Text:
########

Patents by Inventor Mir Hamid Pirahesh

Mir Hamid Pirahesh has filed for patents to protect the following inventions. This listing includes patent applications that are pending as well as patents that have already been granted by the United States Patent and Trademark Office (USPTO).

  • Publication number: 20150220529
    Abstract: Embodiments of the present invention relate to elimination of blocks such as splits in distributed processing systems such as MapReduce systems using the Hadoop Distributed Filing System (HDFS). In one embodiment, a method of and computer program product for optimizing queries in distributed processing systems are provided. A query is received. The query includes at least one predicate. The query refers to data. The data includes a plurality of records. Each record comprises a plurality of values in a plurality of attributes. Each record is located in at least one of a plurality of blocks of a distributed file system. Each block has a unique identifier. For each block of the distributed file system, at least one value cluster is determined for an attribute of the plurality of attributes. Each value cluster has a range. The predicate of the query is compared with the at least one value cluster of each block.
    Type: Application
    Filed: February 6, 2014
    Publication date: August 6, 2015
    Applicant: INTERNATIONAL BUSINESS MACHINES CORPORATION
    Inventors: Mohamed Eltabakh, Peter J. Haas, Fatma Ozcan, Mir Hamid Pirahesh, John (Yannis) Sismanis, Jan Vondrak
  • Publication number: 20140214796
    Abstract: Embodiments of the invention relate to processing queries that utilize fact and/or dimension tables. In one aspect, a pre-join filtering phase precedes a star join. The necessary conditions for the pre-join filtering are considered for a given SQL query, including an estimated size of the hash table exceeding a threshold and presence of a local predicate either on the fact table or one or more dimension tables that is not a large dimension table. Once the necessary conditions are satisfied, the execution of the query exploits the pre-join filtering to build a pre-join output filter from columns of a reduced fact table that joins with each large dimension table. Thereafter, all the dimension tables and the fact table are joined in a star join while exploiting each pre-join filter. Accordingly, the order of when joins occur is changed in order to reduce the size of the fact table and to work from the fact table to reduce the size of large dimension tables.
    Type: Application
    Filed: January 31, 2013
    Publication date: July 31, 2014
    Applicant: INTERNATIONAL BUSINESS MACHINES CORPORATION
    Inventors: Ronald J. Barber, Naresh K. Chainani, Guy M. Lohman, Mir Hamid Pirahesh, Vijayshankar Raman, Richard S. Sidle, Sandeep Tata
  • Patent number: 8661019
    Abstract: According to one embodiment of the present invention, a method for processing join predicates in full-text indexes is provided. The method includes evaluating local predicates of an outer full text index to generate a first posting list of documents. For each document in the first posting list, the value of a join attribute is determined and an inner full text index is probed to obtain a second posting list of documents containing one of the join attributes determined for each document. Local predicates of an inner full text index are evaluated to generate a third posting list of documents, and the second posting list is merged with the third posting list to generate a merge list of documents. Documents in the first posting list may be paired up with documents in the merge list.

########

Record set:
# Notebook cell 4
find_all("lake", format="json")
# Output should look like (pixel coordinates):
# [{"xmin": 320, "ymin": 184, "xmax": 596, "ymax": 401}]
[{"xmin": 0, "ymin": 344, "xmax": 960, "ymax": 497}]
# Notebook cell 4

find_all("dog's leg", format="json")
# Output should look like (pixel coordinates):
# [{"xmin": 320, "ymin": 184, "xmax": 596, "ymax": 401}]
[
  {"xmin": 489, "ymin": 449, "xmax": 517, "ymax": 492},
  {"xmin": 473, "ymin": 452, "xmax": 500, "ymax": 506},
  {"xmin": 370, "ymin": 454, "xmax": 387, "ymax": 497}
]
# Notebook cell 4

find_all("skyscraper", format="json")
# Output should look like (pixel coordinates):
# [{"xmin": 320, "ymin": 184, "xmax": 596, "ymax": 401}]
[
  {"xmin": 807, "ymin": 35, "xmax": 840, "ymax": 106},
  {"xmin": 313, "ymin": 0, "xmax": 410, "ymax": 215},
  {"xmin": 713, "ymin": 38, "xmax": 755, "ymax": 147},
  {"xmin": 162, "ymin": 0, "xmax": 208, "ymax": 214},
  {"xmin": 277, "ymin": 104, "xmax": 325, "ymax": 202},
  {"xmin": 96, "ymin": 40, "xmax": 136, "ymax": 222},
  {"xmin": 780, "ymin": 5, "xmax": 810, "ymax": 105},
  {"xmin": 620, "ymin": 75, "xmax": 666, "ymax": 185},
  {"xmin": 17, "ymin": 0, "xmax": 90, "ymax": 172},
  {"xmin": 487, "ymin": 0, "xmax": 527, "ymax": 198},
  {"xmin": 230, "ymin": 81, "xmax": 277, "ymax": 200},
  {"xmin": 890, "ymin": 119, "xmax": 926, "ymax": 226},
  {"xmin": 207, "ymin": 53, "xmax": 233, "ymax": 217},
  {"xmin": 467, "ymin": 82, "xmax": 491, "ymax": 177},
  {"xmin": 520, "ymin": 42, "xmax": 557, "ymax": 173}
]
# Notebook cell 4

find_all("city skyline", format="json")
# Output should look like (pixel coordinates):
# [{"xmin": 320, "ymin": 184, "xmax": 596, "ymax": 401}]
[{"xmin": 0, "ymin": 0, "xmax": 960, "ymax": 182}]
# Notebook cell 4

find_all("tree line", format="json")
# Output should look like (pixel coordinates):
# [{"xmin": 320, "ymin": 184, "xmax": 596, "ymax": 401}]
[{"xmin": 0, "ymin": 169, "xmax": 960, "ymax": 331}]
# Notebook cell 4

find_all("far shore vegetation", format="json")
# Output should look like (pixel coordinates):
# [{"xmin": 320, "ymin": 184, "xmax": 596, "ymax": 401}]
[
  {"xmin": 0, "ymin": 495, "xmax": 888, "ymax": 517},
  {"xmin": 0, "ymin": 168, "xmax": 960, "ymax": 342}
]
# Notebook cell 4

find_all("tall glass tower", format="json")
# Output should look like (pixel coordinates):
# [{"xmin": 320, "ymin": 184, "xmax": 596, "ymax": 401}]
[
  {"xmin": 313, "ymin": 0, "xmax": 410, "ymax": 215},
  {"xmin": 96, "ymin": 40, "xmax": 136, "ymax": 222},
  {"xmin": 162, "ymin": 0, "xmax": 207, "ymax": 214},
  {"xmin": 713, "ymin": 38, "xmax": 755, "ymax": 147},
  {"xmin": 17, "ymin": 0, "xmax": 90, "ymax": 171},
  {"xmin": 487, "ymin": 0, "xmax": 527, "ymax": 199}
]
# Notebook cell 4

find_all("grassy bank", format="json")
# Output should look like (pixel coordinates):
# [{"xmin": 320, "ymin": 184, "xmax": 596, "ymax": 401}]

########

Instruction 1:
In the patent listing, why does the query-processing method with pre-join filtering change the order in which joins occur? Answer in one to three sentences.
Instruction 2:
Update the patent listing, giving everything from "Patents by Inventor" down to "Trademark Office (USPTO)." with "filed for" replaced by "applied for".

Task answer 1:
The method changes the join order to reduce the size of the fact table. It then works from that reduced fact table to reduce the size of the large dimension tables.

Task answer 2:
Patents by Inventor Mir Hamid Pirahesh

Mir Hamid Pirahesh has applied for patents to protect the following inventions. This listing includes patent applications that are pending as well as patents that have already been granted by the United States Patent and Trademark Office (USPTO).